── TRECHO DO DOCUMENTO ──

Em resumo, cada linha de trabalho utilizando jogos tem uma função específica.
Mantenham o foco naquilo que o trabalho exige. Façam valer a confiança que as crianças e adolescentes tem em vocês ao se disporem a aceitar as suas regras e "jogar o seu jogo".

Exceto em casos de suspeita de abuso infantil, o que é algo que profissões como psicologia, medicina e odontologia DEVEM noticiar para órgãos públicos, a maior parte das coisas que eles digam ou falem devem ficar nas mesas, quando muito pessoais. Como regra geral, evitem interpretar os jogadores. a gente interpreta personagens em jogos, e é isso que fazemos bem.

É diferente você dizer "um aluno resolveu usar o anão do grupo como ariete e isso fez a aula ser engraçada" de "Fulano está demonstrando certa agressividade na interação com os colegas", o que pode se ruma analise precipitada e dar direcionamentos muitas vezes errados para aquele aluno em específico.

───

## EXERCÍCIO 1
Indique se cada afirmação abaixo está de acordo com o texto sobre jogos com crianças e adolescentes, respondendo sim ou não e citando literalmente as palavras do texto que decidem a questão.
(a) Profissões como psicologia, medicina e odontologia devem comunicar suspeitas de abuso infantil a órgãos públicos.
(b) Como regra geral, recomenda-se interpretar os jogadores.
(c) Todas as linhas de trabalho com jogos têm a mesma função.
## EXERCÍCIO 2
Responda às perguntas abaixo com base no texto sobre jogos com crianças e adolescentes.
(a) O que, segundo o texto, "a gente" interpreta em jogos?
(b) No exemplo dado, o que um aluno resolveu usar como ariete?
(c) Onde devem ficar a maior parte das coisas muito pessoais que eles digam ou falem?
## EXERCÍCIO 3
Dê prosseguimento ao texto sobre jogos com crianças e adolescentes a partir do ponto em que ele termina.

── MATERIAL FORNECIDO ──

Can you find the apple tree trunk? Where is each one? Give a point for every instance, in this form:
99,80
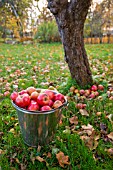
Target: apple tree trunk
70,18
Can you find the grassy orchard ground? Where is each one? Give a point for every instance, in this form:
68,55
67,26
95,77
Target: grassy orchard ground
85,140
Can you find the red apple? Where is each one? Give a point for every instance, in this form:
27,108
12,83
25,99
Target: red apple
92,95
6,93
33,106
50,103
50,93
82,91
19,101
79,106
96,93
26,99
60,97
45,108
87,92
23,92
57,104
31,89
43,99
14,95
100,87
94,88
34,95
83,106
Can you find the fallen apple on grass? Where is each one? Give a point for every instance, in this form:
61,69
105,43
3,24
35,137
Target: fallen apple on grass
33,99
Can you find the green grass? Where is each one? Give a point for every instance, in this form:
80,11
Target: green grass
42,65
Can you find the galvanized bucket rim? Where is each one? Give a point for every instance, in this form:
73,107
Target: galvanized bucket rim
38,112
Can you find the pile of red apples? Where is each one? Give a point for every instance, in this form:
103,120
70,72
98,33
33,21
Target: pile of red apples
32,99
90,93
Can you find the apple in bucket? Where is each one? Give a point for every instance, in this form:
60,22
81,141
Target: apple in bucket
32,99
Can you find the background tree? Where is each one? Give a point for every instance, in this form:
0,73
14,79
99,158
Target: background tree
70,18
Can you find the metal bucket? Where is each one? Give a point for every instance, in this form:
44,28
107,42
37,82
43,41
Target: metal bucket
38,128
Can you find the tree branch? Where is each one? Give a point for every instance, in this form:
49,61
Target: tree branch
57,6
81,6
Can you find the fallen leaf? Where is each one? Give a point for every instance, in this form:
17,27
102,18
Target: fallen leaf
62,159
110,135
73,120
83,112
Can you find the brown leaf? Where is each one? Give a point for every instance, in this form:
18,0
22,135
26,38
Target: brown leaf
73,120
110,135
62,159
83,112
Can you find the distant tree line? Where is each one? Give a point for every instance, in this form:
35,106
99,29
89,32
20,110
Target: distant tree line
15,21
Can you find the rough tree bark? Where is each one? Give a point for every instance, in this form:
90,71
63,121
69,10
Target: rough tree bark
70,18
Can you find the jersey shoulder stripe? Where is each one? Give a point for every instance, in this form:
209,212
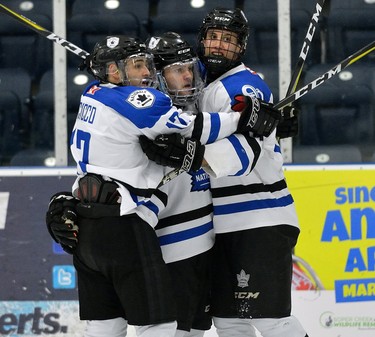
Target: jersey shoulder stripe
253,205
245,82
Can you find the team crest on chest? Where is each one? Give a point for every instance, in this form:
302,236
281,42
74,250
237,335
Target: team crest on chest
141,99
199,181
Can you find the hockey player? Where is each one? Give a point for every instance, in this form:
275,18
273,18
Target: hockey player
118,259
120,268
255,220
185,228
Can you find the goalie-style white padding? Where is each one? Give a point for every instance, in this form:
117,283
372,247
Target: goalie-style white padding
115,327
194,333
159,330
234,327
279,327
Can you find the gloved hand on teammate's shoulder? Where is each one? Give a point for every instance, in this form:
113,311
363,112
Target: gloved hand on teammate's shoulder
61,220
257,116
174,150
288,126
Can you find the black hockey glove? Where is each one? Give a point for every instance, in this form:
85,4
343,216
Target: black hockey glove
288,126
258,117
61,220
174,150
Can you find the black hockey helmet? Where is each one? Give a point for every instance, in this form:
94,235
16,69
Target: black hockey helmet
117,49
172,52
232,20
169,48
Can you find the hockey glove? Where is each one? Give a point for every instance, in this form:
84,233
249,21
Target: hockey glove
61,220
174,150
258,117
288,126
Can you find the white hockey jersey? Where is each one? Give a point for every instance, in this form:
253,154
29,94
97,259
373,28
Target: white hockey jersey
105,140
247,191
185,226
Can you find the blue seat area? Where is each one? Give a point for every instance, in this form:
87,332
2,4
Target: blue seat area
10,137
15,85
182,17
84,30
351,26
263,40
21,46
43,106
340,111
140,9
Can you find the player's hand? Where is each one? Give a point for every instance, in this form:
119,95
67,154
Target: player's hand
258,117
174,150
61,219
288,126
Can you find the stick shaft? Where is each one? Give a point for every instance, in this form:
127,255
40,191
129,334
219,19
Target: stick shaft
327,75
44,32
296,75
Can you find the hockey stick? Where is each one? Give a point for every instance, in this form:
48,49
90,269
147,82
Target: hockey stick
327,75
44,32
296,75
301,92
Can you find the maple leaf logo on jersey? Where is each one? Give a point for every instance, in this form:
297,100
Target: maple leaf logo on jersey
199,180
141,99
93,90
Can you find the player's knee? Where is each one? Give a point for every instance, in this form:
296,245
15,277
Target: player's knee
233,327
115,327
279,327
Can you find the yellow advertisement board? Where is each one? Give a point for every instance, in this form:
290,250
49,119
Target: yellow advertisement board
336,211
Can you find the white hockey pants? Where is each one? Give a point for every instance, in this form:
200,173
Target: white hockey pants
268,327
117,327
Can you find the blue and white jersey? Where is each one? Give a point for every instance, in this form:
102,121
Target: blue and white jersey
105,140
185,226
254,192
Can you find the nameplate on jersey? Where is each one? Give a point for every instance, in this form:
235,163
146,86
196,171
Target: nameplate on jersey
141,99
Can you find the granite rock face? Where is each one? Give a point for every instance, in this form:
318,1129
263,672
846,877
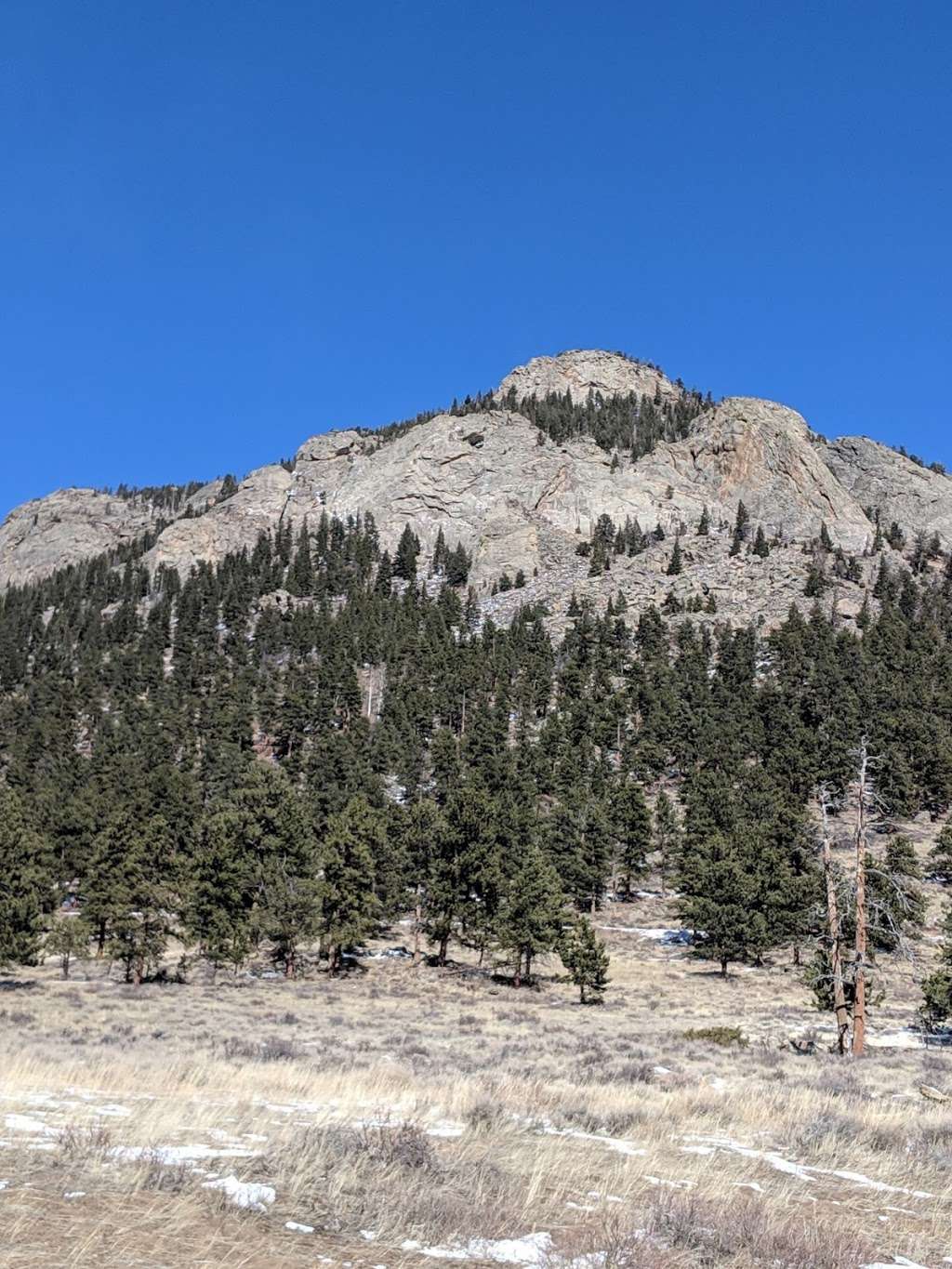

───

## RESPOSTA 1
(a) Sim: "Exceto em casos de suspeita de abuso infantil, o que é algo que profissões como psicologia, medicina e odontologia DEVEM noticiar para órgãos públicos"
(b) Não: "Como regra geral, evitem interpretar os jogadores."
(c) Não: "cada linha de trabalho utilizando jogos tem uma função específica."

## RESPOSTA 2
(a) Personagens.
(b) O anão do grupo.
(c) Nas mesas.

## RESPOSTA 3
Algumas interpretações quando erradas ou muito parciais, podem comprometer ou limitar a visão de outros profissionais ou familiares sobre a criança, que muitas vezes é um MUNDO de possibilidades, e não somente o "Bárbaro Anabolizado" de uma aventura.

Sabem a velha máxima "O que acontece em Las Vegas, fica em Las Vegas"? pensem um pouco assim ao trabalhar ludicamente com essa faixa etária. Quando for para falar das aventuras, em si, acho isso bem legal, mas atenção ao particularizar jogadores.

Ps: Isso me leva a outro ponto, destacado pela Rafaela, uma amiga, ao ler o texto:
Abuso Sexual e Suicídio são dois temas raríssimos de serem identificados em uma mesa. Infelizmente, não são impossíveis de acontecer,  e pode ser que surjam indícios em sua atividade.

Se acontecer, antes de tudo  respire fundo. Depois, se achar que existe de fato algum risco à saúde do aluno envolvido, converse com a coordenação da instituição em que faça a atividade (diretor da escola, coordenador do projeto, etc.). Explique o que te fez suspeitar e deixe que autoridades competentes (como os conselhos tutelares) cuidem do caso.
Este tipo de diagnóstico não é simples e precisa ser feito com muita cautela.
Mas se for o caso, precisa ser feito.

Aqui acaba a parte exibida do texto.